**What the task asks:** Revise the stretch from the start of the records through the line containing "point(119, 52)" so that "dark window opening" reads "unlit window opening", and return only those lines with nothing else changed.
>>>>
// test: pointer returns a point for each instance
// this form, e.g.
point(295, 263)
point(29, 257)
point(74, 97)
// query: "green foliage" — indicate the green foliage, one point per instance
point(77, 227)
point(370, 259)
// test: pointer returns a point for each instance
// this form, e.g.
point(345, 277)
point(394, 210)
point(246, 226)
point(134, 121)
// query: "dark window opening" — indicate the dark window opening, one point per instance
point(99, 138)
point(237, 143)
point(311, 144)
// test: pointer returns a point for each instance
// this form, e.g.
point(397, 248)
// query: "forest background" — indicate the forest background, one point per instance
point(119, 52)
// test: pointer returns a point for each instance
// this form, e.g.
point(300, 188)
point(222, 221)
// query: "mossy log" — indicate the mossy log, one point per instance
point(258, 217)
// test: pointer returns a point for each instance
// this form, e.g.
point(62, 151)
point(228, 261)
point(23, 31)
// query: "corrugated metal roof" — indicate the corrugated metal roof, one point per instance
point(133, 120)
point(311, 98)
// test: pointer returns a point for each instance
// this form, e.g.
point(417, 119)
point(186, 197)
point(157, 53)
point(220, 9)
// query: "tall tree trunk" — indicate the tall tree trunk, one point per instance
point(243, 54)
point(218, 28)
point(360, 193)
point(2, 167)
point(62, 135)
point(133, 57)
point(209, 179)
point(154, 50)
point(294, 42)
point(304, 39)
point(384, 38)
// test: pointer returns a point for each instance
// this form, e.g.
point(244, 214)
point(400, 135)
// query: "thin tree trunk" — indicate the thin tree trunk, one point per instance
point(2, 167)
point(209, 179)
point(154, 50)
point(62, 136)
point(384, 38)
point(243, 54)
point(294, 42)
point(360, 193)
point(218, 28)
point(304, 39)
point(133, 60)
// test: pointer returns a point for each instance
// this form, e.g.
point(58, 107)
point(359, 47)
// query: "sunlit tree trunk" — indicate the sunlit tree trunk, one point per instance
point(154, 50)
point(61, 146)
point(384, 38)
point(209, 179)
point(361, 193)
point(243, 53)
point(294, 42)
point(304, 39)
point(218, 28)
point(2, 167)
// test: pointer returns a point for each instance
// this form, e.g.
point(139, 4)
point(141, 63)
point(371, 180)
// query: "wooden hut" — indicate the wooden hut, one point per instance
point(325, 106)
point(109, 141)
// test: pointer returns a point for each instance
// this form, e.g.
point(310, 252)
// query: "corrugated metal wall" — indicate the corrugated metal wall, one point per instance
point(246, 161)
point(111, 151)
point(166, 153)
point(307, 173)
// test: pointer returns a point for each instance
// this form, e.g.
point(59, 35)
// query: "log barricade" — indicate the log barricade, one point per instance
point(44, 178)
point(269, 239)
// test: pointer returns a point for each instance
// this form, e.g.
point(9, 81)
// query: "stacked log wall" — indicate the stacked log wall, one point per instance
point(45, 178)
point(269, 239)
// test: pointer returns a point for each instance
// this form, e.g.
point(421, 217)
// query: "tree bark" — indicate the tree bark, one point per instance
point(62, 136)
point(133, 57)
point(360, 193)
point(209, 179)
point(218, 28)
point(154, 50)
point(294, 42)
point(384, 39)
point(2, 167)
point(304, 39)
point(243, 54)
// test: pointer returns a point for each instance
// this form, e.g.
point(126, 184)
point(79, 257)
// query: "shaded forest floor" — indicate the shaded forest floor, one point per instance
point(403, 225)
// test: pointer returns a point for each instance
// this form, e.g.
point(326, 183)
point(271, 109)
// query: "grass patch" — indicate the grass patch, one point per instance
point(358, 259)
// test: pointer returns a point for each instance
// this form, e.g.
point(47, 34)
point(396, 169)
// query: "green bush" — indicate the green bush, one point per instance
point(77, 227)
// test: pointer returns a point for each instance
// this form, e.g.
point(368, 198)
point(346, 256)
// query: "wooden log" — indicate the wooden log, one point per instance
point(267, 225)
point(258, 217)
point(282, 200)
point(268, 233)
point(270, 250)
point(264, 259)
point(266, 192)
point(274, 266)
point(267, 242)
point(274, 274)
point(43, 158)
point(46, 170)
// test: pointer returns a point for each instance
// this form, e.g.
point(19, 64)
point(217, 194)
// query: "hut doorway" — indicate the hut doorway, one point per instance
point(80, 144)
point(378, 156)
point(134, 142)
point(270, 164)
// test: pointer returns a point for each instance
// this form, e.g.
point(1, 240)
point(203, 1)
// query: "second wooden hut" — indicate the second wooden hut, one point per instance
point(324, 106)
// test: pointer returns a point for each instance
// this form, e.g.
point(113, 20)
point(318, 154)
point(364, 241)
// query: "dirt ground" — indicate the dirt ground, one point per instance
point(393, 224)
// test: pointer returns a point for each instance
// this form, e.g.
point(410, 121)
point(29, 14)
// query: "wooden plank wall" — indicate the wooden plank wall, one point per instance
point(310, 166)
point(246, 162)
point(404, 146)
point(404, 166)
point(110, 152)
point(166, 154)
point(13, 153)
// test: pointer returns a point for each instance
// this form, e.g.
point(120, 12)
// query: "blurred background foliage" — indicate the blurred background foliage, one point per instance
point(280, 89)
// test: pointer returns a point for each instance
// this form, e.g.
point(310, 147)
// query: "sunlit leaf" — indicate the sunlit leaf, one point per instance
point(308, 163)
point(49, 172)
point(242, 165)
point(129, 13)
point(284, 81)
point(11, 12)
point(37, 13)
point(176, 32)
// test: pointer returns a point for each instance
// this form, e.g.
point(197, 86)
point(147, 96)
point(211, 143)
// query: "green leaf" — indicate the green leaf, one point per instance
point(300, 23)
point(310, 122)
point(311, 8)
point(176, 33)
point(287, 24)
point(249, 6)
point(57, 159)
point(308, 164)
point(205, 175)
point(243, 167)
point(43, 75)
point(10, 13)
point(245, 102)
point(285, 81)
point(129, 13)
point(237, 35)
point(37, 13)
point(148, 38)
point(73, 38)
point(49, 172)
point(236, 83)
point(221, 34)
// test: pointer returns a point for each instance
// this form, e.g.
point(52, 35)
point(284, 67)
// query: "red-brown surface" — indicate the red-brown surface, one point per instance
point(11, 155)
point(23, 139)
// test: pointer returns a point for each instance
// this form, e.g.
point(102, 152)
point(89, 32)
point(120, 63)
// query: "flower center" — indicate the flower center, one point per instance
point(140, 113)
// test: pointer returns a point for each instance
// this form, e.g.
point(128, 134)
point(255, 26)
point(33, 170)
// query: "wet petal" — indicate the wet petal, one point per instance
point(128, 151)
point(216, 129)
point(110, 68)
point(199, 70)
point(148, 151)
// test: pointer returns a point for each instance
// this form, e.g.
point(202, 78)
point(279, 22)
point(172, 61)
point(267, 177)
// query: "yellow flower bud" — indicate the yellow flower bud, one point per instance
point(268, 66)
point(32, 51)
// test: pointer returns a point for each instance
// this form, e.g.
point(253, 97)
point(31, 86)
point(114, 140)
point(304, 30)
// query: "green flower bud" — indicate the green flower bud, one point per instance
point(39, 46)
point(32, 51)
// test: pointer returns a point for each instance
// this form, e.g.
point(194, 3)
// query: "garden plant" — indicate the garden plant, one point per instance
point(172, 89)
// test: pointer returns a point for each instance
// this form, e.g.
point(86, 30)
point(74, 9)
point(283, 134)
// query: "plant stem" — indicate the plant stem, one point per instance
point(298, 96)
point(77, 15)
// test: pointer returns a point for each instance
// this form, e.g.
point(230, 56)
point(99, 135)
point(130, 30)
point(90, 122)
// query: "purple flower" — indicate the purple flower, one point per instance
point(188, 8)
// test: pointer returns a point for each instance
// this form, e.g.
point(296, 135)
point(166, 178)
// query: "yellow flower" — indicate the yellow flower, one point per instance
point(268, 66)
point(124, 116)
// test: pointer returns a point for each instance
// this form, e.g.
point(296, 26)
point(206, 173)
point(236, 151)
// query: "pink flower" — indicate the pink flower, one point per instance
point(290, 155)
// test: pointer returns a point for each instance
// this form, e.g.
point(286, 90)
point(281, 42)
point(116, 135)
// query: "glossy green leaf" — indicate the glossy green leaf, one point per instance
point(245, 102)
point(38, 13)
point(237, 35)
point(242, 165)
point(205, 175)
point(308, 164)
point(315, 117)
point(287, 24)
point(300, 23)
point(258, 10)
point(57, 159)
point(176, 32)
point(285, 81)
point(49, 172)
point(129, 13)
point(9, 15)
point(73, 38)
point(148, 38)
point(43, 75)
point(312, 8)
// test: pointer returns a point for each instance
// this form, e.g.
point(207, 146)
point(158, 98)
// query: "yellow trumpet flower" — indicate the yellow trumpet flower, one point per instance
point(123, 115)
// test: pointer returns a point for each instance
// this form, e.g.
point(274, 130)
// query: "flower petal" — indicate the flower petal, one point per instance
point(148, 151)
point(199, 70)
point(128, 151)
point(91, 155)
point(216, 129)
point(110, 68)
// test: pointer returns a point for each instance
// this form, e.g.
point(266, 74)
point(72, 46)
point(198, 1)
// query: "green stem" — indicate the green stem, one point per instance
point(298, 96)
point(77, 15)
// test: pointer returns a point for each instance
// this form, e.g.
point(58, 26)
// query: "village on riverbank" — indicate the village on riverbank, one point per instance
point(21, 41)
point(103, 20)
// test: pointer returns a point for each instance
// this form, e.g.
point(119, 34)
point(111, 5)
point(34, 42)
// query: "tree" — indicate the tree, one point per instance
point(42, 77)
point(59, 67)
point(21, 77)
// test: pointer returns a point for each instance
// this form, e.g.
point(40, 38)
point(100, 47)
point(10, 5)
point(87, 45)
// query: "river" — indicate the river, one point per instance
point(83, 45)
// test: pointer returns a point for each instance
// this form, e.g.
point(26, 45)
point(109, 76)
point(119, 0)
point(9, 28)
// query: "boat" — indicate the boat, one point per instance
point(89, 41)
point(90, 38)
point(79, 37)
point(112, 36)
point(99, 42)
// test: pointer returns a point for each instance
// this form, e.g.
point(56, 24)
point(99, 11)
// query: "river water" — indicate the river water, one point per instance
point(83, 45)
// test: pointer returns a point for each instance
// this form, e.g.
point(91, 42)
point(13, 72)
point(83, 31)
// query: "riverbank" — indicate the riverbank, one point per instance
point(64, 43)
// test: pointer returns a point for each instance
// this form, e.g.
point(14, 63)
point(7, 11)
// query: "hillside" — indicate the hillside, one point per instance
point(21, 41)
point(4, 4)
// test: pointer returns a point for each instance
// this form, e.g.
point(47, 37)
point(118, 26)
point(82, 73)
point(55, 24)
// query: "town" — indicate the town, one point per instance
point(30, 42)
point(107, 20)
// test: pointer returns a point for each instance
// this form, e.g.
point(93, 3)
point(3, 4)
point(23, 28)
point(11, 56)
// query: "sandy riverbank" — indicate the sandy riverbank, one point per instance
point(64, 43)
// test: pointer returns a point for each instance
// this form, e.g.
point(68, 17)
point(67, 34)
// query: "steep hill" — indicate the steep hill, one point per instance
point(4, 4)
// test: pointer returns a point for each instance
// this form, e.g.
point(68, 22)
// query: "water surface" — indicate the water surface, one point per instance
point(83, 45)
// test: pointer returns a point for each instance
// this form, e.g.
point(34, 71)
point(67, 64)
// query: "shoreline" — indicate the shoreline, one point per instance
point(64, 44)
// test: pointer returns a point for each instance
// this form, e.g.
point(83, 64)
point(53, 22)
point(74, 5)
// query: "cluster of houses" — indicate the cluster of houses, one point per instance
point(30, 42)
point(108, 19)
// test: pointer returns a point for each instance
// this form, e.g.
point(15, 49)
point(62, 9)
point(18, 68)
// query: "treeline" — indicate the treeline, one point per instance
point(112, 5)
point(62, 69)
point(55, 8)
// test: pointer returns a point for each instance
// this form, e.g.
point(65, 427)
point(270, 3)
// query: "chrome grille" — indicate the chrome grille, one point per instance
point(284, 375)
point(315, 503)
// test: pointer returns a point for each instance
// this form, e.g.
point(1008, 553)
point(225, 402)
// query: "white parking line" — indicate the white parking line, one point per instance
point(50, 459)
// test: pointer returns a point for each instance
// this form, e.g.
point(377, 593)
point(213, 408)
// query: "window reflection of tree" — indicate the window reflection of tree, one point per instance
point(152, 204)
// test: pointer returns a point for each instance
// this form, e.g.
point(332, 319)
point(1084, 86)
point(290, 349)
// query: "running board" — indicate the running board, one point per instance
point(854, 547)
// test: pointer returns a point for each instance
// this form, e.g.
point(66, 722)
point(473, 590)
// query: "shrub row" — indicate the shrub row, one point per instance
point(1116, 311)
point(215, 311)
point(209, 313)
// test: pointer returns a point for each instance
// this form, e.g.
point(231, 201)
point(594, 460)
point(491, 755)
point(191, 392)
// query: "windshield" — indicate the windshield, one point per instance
<<<<
**Completed exercise:**
// test: pointer returns a point for each instance
// this form, e.g.
point(295, 263)
point(29, 257)
point(74, 97)
// query: "green foliage" — indicate the green foliage, one point per instance
point(77, 227)
point(370, 259)
// test: pointer returns a point for each instance
// this form, e.g.
point(345, 277)
point(394, 210)
point(246, 226)
point(134, 121)
// query: "unlit window opening" — indicate the unlit window opening, one point per instance
point(99, 138)
point(237, 143)
point(311, 144)
// test: pointer returns a point for each instance
// this form, e.g.
point(397, 248)
// query: "forest background" — indicate the forest background, one point per instance
point(119, 52)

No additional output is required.